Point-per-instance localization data
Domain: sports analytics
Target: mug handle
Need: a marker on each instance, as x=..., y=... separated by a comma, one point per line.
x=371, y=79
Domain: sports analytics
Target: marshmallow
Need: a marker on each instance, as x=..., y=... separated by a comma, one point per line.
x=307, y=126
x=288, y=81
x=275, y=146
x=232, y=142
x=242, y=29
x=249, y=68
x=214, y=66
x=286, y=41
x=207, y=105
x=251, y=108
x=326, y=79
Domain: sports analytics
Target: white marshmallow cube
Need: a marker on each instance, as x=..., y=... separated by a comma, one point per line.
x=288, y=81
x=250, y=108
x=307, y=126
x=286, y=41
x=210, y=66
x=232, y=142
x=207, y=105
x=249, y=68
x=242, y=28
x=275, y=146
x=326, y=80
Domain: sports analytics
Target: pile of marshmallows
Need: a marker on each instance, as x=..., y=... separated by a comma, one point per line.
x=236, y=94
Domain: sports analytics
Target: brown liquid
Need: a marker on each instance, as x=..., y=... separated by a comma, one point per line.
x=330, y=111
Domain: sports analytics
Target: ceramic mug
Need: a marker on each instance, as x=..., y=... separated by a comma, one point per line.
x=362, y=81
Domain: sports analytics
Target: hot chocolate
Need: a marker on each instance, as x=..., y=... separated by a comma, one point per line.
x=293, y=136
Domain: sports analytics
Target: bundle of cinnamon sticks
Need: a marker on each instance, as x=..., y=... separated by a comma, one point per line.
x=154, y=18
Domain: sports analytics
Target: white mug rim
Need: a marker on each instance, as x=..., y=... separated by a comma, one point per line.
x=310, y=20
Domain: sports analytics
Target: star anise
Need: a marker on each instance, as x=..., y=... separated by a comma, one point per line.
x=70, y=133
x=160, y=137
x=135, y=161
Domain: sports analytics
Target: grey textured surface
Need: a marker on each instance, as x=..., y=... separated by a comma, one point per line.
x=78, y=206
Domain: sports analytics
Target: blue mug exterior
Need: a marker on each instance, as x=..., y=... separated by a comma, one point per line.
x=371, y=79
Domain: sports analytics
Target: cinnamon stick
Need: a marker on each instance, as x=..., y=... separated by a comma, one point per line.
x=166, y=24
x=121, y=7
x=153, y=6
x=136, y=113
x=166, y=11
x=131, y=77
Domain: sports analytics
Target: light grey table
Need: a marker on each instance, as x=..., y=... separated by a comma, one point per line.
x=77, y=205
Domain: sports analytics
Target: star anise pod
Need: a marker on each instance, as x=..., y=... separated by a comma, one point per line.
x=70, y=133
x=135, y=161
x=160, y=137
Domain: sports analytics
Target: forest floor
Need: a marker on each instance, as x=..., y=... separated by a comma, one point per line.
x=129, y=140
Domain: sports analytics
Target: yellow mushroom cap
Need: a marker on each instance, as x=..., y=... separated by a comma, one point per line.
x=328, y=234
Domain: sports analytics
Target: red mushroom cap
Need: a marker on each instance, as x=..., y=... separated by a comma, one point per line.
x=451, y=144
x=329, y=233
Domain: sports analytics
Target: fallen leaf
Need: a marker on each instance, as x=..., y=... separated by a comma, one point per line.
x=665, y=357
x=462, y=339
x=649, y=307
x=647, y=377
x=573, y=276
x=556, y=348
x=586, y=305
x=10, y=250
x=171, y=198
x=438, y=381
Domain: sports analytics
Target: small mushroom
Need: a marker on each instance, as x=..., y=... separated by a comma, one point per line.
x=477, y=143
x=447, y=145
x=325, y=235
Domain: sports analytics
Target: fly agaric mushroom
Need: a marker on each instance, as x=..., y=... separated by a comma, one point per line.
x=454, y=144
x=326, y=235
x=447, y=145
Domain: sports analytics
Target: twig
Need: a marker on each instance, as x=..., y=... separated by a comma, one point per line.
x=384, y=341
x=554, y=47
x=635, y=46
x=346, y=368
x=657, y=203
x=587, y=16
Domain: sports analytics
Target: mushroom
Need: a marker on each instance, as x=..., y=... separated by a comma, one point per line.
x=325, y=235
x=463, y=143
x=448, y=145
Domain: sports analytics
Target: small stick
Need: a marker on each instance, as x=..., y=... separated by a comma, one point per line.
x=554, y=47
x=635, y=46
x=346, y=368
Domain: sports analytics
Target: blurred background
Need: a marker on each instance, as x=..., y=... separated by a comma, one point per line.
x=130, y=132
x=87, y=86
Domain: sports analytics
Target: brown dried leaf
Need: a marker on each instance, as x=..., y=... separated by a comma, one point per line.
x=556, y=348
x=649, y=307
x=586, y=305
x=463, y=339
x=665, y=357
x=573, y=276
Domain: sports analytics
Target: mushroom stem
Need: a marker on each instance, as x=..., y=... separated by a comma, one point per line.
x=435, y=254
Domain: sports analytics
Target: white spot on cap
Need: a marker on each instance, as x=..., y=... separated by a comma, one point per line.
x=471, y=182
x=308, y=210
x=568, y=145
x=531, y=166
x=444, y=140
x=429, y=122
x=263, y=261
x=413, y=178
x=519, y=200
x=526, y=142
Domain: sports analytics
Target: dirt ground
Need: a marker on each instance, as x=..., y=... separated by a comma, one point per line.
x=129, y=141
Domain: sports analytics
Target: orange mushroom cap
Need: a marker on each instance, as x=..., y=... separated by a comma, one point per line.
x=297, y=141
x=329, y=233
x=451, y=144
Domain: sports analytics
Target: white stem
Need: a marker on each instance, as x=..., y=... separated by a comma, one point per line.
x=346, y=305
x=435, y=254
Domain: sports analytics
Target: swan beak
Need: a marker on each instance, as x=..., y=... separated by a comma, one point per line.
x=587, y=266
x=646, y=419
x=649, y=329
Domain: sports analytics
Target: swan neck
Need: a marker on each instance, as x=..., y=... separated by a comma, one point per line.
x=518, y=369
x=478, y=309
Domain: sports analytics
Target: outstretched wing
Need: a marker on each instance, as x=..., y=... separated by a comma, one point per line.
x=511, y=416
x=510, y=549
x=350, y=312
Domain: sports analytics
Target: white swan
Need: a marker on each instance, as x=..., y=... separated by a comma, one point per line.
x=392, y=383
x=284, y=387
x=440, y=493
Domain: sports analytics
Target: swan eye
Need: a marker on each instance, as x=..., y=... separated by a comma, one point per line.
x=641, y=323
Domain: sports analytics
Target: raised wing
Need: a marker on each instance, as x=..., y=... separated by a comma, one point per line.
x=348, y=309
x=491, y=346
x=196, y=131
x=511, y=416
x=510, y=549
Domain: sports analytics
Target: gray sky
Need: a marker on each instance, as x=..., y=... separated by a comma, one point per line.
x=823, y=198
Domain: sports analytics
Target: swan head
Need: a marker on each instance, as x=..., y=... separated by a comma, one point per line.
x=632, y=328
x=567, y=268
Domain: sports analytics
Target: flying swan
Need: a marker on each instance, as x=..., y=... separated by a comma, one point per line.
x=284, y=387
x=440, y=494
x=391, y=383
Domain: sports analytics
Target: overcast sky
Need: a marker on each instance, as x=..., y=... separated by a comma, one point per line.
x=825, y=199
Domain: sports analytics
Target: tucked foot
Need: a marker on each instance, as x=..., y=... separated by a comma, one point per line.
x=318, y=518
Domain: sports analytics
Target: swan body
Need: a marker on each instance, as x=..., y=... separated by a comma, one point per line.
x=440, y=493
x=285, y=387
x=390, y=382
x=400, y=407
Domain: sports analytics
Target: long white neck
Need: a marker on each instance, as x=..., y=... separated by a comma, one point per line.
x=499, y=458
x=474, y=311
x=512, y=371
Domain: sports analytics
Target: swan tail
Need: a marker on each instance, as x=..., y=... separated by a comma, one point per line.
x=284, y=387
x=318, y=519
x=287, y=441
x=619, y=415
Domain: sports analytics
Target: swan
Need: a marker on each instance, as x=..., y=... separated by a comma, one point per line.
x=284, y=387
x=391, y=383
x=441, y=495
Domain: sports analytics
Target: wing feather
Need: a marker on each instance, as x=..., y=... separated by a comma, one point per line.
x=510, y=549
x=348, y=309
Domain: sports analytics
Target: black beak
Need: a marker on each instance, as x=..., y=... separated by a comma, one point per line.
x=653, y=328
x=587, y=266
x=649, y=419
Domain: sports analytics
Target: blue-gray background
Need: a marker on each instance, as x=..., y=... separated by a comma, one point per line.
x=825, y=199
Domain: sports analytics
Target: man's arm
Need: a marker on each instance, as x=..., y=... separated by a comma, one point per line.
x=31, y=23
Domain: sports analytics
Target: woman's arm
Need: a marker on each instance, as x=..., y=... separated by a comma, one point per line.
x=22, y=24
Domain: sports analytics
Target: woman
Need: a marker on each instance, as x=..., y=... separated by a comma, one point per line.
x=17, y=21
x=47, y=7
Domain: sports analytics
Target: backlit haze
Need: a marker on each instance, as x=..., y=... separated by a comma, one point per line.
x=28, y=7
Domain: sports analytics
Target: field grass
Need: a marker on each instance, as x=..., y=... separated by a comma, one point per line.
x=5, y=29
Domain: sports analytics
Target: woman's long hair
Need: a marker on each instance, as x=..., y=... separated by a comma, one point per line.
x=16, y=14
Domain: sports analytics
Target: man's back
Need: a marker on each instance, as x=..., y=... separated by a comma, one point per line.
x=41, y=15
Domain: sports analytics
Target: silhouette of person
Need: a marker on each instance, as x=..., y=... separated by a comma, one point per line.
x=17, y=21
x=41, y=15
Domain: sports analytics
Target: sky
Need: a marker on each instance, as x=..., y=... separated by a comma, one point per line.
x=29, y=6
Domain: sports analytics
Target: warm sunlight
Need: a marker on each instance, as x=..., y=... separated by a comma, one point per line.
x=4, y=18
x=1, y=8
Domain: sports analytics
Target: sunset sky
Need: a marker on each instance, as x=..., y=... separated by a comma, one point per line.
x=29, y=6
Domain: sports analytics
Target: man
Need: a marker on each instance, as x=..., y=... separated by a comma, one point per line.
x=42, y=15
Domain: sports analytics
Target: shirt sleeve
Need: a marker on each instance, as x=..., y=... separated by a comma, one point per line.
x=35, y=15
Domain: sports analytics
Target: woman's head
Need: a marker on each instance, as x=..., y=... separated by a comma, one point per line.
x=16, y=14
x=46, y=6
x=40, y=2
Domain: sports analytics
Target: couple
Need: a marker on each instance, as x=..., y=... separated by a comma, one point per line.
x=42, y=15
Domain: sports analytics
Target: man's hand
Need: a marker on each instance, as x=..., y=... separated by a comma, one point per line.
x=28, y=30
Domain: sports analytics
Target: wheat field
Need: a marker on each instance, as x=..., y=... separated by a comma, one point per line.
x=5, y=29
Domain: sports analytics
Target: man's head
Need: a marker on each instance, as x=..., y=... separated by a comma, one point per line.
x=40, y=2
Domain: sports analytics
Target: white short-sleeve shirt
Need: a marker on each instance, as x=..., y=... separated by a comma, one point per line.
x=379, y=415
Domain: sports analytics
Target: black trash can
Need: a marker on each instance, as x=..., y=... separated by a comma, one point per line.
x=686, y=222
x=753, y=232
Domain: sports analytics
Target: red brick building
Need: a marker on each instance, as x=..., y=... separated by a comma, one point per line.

◆ **About this exercise**
Among the records above, extract exactly the lines from the line with "Target: man's arm" to the line with "Target: woman's long hair", both lines included, and leave out the rest.

◆ **Task response**
Target: man's arm
Need: a marker on each instance, as x=..., y=... separated by a comma, one point per line.
x=31, y=23
Domain: sports analytics
Target: woman's arm
Need: a marker on each instance, as x=..., y=... separated by a comma, one point per line.
x=22, y=24
Domain: sports analytics
Target: woman
Need: a marker on each instance, as x=..., y=... separated by a comma, one point per line.
x=17, y=21
x=47, y=7
Domain: sports analytics
Target: backlit haze
Need: a marker on each instance, as x=..., y=... separated by a comma, one point per line.
x=28, y=7
Domain: sports analytics
Target: field grass
Need: a marker on each instance, as x=..., y=... separated by a comma, one point per line.
x=5, y=29
Domain: sports analytics
Target: woman's long hair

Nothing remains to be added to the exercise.